> _REQUIREMENT_: Reproduce the lines below verbatim. Pictures are to be omitted.

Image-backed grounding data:
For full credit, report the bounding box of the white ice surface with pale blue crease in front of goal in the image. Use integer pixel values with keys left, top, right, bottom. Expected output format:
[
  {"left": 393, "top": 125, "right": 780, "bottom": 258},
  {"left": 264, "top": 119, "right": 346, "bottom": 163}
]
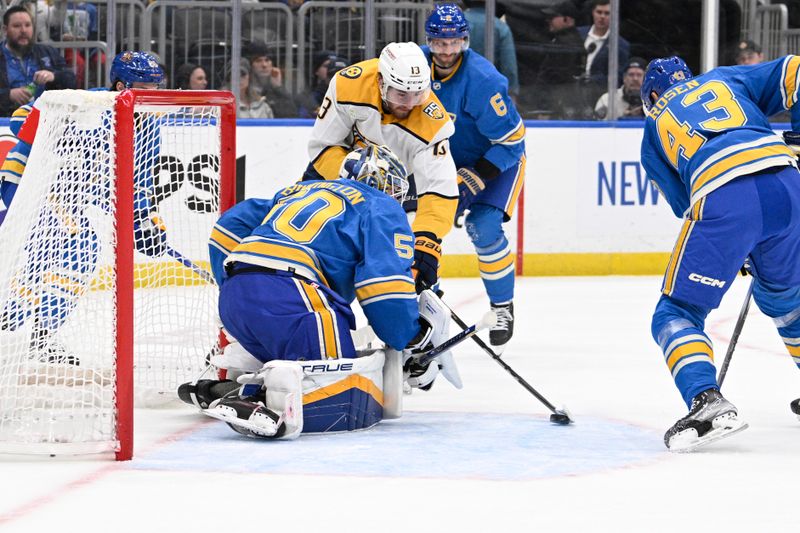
[{"left": 0, "top": 277, "right": 800, "bottom": 533}]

> _YOUR RESPONSE_:
For full credit, report the bounding box of the white ice surface with pale blue crease in front of goal in the image. Use integer pixel values with keys left, top, right, bottom. Expected output format:
[
  {"left": 393, "top": 125, "right": 780, "bottom": 258},
  {"left": 264, "top": 119, "right": 346, "bottom": 163}
]
[{"left": 0, "top": 277, "right": 800, "bottom": 533}]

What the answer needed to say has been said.